Stored data entries

· · · · ·

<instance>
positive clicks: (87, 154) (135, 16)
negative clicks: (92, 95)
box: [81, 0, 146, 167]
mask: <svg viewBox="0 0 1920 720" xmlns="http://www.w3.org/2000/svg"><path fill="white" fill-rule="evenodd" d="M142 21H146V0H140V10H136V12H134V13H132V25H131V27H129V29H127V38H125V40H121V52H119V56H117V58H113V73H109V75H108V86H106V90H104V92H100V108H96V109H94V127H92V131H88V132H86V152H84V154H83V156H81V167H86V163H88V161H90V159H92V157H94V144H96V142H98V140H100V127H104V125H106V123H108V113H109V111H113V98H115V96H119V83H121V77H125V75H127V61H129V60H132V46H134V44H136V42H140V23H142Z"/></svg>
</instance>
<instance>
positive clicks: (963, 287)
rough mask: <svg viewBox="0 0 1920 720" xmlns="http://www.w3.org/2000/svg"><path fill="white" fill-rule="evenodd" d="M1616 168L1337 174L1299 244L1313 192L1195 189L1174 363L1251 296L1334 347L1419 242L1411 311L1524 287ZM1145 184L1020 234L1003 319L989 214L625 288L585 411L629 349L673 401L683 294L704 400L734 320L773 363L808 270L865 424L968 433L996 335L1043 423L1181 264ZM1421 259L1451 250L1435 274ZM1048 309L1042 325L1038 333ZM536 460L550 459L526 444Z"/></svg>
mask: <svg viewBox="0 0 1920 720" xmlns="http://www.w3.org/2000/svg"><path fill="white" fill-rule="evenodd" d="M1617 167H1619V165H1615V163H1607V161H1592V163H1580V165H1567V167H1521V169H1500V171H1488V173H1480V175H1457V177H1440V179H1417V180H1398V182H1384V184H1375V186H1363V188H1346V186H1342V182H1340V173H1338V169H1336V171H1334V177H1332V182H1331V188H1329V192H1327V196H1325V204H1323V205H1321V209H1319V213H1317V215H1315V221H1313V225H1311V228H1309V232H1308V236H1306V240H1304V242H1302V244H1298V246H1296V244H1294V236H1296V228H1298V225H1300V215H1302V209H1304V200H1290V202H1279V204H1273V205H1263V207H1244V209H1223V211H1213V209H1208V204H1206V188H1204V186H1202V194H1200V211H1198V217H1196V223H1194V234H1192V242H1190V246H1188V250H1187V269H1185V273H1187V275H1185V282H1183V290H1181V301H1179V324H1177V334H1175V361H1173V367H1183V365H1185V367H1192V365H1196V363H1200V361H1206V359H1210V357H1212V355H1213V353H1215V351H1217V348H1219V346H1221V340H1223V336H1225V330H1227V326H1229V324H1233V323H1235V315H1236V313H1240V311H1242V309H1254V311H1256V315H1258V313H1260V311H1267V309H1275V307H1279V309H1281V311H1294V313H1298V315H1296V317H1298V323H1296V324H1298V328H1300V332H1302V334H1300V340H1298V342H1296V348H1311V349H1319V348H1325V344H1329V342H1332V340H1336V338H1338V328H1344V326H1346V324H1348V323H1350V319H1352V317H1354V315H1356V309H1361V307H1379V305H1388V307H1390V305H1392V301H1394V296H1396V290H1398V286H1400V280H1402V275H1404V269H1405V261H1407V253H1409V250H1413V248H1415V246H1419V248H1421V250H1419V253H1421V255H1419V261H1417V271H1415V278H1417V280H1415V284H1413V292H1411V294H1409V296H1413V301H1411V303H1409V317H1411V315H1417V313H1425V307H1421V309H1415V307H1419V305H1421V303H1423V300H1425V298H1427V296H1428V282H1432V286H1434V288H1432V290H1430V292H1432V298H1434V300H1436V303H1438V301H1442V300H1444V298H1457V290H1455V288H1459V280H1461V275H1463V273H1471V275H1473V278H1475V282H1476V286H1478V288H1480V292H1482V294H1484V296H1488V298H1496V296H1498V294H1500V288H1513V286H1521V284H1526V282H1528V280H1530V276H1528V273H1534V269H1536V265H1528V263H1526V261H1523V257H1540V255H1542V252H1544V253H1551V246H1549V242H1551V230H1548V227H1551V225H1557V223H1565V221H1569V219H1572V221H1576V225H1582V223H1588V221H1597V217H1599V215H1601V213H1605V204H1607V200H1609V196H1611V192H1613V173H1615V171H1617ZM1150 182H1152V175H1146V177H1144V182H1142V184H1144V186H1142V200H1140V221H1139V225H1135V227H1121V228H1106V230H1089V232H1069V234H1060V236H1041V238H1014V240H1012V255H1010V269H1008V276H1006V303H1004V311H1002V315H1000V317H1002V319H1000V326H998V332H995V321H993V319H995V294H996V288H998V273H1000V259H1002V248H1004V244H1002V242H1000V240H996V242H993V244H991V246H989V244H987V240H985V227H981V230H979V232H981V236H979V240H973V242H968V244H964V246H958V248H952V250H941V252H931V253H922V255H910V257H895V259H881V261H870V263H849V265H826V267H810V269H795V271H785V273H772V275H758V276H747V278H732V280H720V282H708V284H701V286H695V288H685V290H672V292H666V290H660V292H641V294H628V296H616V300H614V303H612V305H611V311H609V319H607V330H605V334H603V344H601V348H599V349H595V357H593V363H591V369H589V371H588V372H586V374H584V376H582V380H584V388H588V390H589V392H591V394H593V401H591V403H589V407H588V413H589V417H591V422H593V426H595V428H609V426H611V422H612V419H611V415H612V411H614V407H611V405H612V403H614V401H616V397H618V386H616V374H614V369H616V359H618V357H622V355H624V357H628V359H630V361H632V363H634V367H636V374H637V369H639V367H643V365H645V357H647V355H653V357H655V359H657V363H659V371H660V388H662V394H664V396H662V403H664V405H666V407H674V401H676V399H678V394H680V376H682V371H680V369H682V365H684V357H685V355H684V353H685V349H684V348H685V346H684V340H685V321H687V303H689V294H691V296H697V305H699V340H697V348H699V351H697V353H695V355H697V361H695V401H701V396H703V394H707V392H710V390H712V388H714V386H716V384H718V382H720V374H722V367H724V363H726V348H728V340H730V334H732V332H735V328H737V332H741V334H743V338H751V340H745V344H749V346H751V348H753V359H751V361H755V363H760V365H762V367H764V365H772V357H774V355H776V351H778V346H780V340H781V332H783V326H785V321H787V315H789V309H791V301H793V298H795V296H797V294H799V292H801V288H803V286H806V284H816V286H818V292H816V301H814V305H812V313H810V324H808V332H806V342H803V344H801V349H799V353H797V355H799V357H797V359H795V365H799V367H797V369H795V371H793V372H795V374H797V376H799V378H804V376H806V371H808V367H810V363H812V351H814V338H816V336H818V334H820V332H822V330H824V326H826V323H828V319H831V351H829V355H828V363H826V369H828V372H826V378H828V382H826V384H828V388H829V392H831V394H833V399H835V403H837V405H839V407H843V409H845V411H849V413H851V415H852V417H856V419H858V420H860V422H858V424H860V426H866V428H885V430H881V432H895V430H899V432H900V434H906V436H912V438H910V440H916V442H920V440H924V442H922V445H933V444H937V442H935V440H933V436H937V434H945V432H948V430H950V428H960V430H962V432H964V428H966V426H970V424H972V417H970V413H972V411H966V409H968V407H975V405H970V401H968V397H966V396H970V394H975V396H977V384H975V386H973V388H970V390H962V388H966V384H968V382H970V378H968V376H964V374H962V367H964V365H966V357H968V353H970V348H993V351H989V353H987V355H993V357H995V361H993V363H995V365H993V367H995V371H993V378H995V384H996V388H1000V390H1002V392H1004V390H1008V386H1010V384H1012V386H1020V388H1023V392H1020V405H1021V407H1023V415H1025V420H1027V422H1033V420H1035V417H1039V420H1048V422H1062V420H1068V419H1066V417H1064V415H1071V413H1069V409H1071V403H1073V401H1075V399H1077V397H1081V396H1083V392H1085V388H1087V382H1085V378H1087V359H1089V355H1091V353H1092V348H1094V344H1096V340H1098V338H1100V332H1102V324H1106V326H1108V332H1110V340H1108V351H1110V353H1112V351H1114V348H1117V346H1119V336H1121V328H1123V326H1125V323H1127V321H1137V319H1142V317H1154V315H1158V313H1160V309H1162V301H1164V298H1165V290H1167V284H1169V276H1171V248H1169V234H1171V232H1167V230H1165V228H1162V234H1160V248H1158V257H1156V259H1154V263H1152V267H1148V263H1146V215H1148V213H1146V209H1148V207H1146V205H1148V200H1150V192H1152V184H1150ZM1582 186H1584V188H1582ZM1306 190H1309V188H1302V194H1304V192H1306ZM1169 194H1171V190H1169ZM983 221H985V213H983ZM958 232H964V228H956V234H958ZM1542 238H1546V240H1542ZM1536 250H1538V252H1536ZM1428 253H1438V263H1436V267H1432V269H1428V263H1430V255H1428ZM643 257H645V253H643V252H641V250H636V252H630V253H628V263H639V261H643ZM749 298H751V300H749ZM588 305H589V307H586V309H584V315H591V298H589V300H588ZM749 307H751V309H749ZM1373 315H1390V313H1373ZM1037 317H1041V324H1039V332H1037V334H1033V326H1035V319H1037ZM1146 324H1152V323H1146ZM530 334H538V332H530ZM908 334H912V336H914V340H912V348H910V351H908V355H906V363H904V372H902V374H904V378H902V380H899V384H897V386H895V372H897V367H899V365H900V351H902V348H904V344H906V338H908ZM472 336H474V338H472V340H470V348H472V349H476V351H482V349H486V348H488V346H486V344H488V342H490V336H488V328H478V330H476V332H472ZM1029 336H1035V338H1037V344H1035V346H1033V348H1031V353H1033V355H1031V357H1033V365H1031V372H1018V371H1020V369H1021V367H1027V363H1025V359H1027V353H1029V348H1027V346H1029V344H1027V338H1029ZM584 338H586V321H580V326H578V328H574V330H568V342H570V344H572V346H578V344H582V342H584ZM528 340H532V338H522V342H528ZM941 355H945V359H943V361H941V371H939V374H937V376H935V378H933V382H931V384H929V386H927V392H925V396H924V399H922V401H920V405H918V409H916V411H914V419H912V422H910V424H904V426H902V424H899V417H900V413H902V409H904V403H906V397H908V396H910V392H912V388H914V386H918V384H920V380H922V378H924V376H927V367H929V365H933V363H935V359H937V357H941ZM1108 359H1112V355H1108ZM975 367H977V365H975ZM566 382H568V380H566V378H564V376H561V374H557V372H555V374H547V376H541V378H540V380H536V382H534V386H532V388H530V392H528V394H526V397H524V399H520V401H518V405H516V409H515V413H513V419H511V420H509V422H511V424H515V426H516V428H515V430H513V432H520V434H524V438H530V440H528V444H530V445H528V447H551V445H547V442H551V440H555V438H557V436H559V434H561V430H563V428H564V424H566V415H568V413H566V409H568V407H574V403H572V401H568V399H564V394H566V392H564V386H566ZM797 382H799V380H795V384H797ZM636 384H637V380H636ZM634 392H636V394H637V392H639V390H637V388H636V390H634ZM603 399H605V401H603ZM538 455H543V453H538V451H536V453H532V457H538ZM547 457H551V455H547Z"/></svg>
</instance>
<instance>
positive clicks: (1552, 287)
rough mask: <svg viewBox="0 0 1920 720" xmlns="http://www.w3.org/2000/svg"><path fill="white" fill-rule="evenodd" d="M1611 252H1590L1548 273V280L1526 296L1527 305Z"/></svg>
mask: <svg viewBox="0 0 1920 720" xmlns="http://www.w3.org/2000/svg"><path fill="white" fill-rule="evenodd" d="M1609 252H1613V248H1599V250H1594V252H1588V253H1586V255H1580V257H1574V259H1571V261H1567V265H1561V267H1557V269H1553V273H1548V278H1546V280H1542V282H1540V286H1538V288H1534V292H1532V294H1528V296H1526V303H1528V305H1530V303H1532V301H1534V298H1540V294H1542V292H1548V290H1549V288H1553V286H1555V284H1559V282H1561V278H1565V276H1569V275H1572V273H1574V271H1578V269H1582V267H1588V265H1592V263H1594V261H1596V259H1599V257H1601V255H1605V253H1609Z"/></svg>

· · · · ·

# [YOUR GOAL]
Could you please retype the lines from the start of the data through the line with "negative clicks: (92, 95)", both included, and nothing else?

# [RESULT FOR THIS TASK]
<instance>
positive clicks: (87, 154) (135, 16)
negative clicks: (92, 95)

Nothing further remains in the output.